Work to be completed
Reproduce each of the following records verbatim, without any alteration.

[Collected data entries]

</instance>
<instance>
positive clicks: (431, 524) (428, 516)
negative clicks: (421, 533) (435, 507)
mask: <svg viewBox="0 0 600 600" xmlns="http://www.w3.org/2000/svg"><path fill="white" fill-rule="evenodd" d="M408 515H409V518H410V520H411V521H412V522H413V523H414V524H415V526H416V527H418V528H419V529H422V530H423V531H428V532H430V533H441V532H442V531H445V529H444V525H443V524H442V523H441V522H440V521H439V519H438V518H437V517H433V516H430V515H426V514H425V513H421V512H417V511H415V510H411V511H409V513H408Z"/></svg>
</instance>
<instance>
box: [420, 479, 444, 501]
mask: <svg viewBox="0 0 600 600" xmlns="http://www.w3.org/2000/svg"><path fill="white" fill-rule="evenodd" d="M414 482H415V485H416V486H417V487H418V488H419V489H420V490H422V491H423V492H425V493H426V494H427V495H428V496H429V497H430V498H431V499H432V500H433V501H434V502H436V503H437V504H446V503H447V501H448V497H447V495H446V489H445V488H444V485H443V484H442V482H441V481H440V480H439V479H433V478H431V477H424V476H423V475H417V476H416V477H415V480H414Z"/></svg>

Completed task
</instance>
<instance>
positive clicks: (431, 524) (428, 516)
negative clicks: (421, 533) (435, 507)
mask: <svg viewBox="0 0 600 600" xmlns="http://www.w3.org/2000/svg"><path fill="white" fill-rule="evenodd" d="M408 515H409V518H410V520H411V521H412V522H413V523H414V524H415V526H416V527H418V528H419V529H422V530H423V531H428V532H430V533H441V532H442V531H445V529H444V525H443V524H442V523H441V522H440V521H439V519H438V518H437V517H433V516H430V515H426V514H425V513H421V512H417V511H415V510H411V511H409V513H408Z"/></svg>
</instance>
<instance>
box: [420, 479, 444, 501]
mask: <svg viewBox="0 0 600 600" xmlns="http://www.w3.org/2000/svg"><path fill="white" fill-rule="evenodd" d="M414 482H415V485H416V486H417V487H418V488H419V489H420V490H422V491H423V492H425V493H426V494H427V495H428V496H429V497H430V498H431V499H432V500H433V501H434V502H436V503H437V504H446V503H447V501H448V497H447V495H446V489H445V488H444V485H443V484H442V482H441V481H440V480H439V479H433V478H431V477H424V476H423V475H417V476H416V477H415V480H414Z"/></svg>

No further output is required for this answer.